题目
N (1 ≤ N ≤ 100) cows, conveniently numbered 1…N, are participating in a programming contest. As we all know, some cows code better than others. Each cow has a certain constant skill rating that is unique among the competitors.
The contest is conducted in several head-to-head rounds, each between two cows. If cow A has a greater skill level than cow B (1 ≤ A ≤ N; 1 ≤ B ≤ N; A ≠ B), then cow A will always beat cow B.
Farmer John is trying to rank the cows by skill level. Given a list the results of M (1 ≤ M ≤ 4,500) two-cow rounds, determine the number of cows whose ranks can be precisely determined from the results. It is guaranteed that the results of the rounds will not be contradictory.
Input
- Line 1: Two space-separated integers: N and M
- Lines 2…M+1: Each line contains two space-separated integers that describe the competitors and results (the first integer, A, is the winner) of a single round of competition: A and B
Output
- Line 1: A single integer representing the number of cows whose ranks can be determined
Sample Input
5 5
4 3
4 2
3 2
1 2
2 5
Sample Output
2
题目大意
给定n头牛,每头牛有一个1到n的值,且任意两头牛的值不同,若知道m个牛的值的次序,问有多少头牛的值可以确定
题解
若st[i][j]为0表示i,j关系不确定,为1表示第i头牛的值大于第j头,为-1表示小于第j头牛,则第i头牛的值能确定的条件为对于每个k≠i,st[i][k]≠0.

....

### 待完成任务
(a) 将奶牛比赛题目中从“The contest is”起到“not be contradictory.”止的这一段逐字照录下来。
(b) 用两句话概括奶牛比赛题目的内容。
(c) 根据奶牛比赛题目回答：
(i) N的取值范围是多少？
(ii) 样例输出是什么？
(iii) 题解中st[i][j]为-1表示什么？
后面的条目与这段奶牛比赛题目无关。

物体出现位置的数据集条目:
....

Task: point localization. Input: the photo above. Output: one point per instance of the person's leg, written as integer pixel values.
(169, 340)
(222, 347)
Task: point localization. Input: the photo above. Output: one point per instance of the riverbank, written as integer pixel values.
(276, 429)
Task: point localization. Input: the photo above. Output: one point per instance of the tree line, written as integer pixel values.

....

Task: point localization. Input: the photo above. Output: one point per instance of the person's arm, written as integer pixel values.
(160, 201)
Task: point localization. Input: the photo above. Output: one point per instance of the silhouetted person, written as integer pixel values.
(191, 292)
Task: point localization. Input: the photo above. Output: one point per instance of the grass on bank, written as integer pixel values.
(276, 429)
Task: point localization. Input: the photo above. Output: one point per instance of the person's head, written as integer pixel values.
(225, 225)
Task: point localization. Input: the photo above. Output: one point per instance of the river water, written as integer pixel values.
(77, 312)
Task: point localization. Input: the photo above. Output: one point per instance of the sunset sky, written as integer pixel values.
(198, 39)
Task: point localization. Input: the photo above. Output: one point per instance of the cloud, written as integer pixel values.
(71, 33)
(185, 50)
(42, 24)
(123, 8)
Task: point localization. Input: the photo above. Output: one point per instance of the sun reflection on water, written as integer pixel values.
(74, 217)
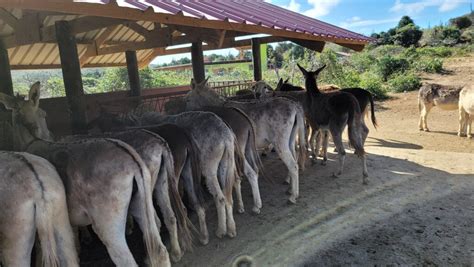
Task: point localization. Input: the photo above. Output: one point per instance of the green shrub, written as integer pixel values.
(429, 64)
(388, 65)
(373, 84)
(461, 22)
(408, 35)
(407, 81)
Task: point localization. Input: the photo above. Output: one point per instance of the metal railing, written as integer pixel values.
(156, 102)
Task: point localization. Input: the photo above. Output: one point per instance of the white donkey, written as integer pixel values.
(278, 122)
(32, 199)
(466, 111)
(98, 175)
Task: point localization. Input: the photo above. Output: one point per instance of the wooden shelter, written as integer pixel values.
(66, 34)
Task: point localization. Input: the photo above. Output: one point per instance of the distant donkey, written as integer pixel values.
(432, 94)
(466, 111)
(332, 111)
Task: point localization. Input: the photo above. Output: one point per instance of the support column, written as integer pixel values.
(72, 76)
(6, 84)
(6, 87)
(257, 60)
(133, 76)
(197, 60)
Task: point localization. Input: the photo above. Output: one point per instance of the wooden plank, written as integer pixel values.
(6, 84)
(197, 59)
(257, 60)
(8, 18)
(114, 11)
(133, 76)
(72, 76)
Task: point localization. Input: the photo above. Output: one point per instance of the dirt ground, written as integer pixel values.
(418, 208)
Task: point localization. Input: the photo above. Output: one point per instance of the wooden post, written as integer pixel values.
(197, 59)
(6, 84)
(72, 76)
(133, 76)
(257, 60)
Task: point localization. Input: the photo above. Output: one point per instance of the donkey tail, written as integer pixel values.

....

### 各题答案
(a)
The contest is conducted in several head-to-head rounds, each between two cows. If cow A has a greater skill level than cow B (1 ≤ A ≤ N; 1 ≤ B ≤ N; A ≠ B), then cow A will always beat cow B.
Farmer John is trying to rank the cows by skill level. Given a list the results of M (1 ≤ M ≤ 4,500) two-cow rounds, determine the number of cows whose ranks can be precisely determined from the results. It is guaranteed that the results of the rounds will not be contradictory.

(b) N头技能值各不相同的奶牛两两对决，技能高的一方总能获胜，要根据M轮对决的结果求出排名可以确定的奶牛数量。题解用st[i][j]记录两头牛之间的大小关系，若对每个k≠i都有st[i][k]≠0，则第i头牛的值可以确定。

(c)
(i) 1 ≤ N ≤ 100。
(ii) 2。
(iii) 表示第i头牛的值小于第j头牛。